Problem description: Only the lines from the line containing "Target: low bush" to the end of the entries, both included, belong in your answer, and each must match exactly.

Provided records:
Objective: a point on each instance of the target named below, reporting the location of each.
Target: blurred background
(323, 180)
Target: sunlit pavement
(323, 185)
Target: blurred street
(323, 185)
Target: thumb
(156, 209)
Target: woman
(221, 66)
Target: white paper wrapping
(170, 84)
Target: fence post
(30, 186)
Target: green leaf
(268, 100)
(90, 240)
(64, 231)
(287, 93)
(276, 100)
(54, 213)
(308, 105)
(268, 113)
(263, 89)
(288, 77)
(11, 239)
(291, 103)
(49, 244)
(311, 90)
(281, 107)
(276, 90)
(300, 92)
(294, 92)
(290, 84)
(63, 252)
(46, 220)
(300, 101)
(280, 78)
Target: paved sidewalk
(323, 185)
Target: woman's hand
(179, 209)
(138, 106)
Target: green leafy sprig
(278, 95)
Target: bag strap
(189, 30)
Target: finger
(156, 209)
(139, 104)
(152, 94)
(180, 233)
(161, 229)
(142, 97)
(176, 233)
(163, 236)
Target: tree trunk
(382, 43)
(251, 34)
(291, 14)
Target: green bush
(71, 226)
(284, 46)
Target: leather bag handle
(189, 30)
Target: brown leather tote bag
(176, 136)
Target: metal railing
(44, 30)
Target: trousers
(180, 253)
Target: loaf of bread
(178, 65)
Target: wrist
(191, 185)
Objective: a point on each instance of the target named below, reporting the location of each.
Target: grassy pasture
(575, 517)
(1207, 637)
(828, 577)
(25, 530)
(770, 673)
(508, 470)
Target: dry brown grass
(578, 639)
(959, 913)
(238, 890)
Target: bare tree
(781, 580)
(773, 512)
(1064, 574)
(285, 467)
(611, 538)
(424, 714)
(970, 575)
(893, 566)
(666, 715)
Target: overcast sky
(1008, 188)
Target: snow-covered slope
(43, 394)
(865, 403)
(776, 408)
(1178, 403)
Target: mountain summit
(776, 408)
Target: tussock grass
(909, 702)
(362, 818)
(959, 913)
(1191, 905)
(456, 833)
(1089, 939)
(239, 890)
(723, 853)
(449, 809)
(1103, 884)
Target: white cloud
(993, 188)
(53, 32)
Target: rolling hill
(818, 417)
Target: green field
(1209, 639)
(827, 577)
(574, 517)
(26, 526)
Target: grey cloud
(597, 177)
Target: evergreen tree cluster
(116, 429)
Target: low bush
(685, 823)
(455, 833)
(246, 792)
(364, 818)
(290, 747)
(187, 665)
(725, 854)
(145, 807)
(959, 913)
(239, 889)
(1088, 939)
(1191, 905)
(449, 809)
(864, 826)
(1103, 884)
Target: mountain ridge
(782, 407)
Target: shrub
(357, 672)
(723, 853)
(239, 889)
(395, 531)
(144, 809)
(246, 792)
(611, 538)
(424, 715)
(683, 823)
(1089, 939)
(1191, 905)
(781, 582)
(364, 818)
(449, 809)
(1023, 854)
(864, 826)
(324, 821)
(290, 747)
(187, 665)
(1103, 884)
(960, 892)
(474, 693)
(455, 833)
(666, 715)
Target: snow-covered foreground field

Written response:
Target: low bush
(685, 823)
(455, 833)
(246, 792)
(364, 818)
(290, 747)
(187, 665)
(725, 854)
(145, 807)
(959, 913)
(239, 889)
(1088, 939)
(1191, 905)
(449, 809)
(864, 826)
(1103, 884)
Target: mountain ridge
(782, 407)
Target: shrub
(357, 672)
(723, 853)
(239, 889)
(395, 531)
(144, 809)
(246, 792)
(611, 538)
(424, 715)
(683, 823)
(1089, 939)
(1191, 905)
(781, 582)
(364, 818)
(449, 809)
(1023, 854)
(864, 826)
(324, 821)
(290, 747)
(187, 665)
(1103, 884)
(960, 892)
(474, 693)
(455, 833)
(666, 715)
Target: snow-covered foreground field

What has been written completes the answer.